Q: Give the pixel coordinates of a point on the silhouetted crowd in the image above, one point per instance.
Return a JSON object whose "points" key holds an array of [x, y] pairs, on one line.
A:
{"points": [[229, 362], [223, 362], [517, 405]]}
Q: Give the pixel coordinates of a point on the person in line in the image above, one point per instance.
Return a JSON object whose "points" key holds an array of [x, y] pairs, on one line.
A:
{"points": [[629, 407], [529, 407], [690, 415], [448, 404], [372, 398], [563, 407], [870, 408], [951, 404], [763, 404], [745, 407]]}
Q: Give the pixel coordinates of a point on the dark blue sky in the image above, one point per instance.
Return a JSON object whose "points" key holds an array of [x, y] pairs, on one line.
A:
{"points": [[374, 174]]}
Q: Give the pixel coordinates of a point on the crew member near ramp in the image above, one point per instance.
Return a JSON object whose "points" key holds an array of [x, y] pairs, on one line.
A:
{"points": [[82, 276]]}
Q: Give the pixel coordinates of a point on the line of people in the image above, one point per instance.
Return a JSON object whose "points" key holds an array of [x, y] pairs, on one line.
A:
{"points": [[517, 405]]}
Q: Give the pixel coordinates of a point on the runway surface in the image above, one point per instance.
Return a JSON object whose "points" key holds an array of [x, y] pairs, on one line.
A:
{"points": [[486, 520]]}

# # # #

**Required work:** Copy each line of the records verbatim.

**Solution below:**
Q: Give the pixel coordinates of a point on the silhouetted crowd in the image above, one point per instance.
Return a JSON object whose "points" key holds an array of [x, y] pairs, on one line.
A:
{"points": [[229, 362], [223, 362], [517, 405]]}
Q: Give the pixel coordinates of a point on the person in line in the image above, one point per instance.
Return a JSON object whose "points" key holds an array of [x, y] pairs, on one line.
A:
{"points": [[629, 407], [529, 407], [690, 415], [448, 404], [372, 398], [563, 407], [870, 408], [951, 404], [763, 404], [745, 407]]}
Q: Give the pixel coordinates of a point on the dark blue sky in the image above, one point per instance.
Return a JSON object whose "points" key holds an array of [x, y] pairs, on one line.
A:
{"points": [[374, 174]]}
Q: Give the pixel coordinates of a point on the crew member near ramp in the image above, one point per instance.
Return a JSON object whose "points" key holds an array of [x, y] pairs, on one line.
A:
{"points": [[82, 276]]}
Q: Give the pixel coordinates of a point on the line of people in the image above, one point per instance.
Return a JSON object whose "points" key holds an array of [x, y] pairs, on one line.
A:
{"points": [[517, 405]]}
Q: Give the pixel coordinates of a point on the runway surface in the image above, one point per instance.
Return a JSON object whose "points" key holds an array of [x, y] pairs, on one line.
A:
{"points": [[486, 520]]}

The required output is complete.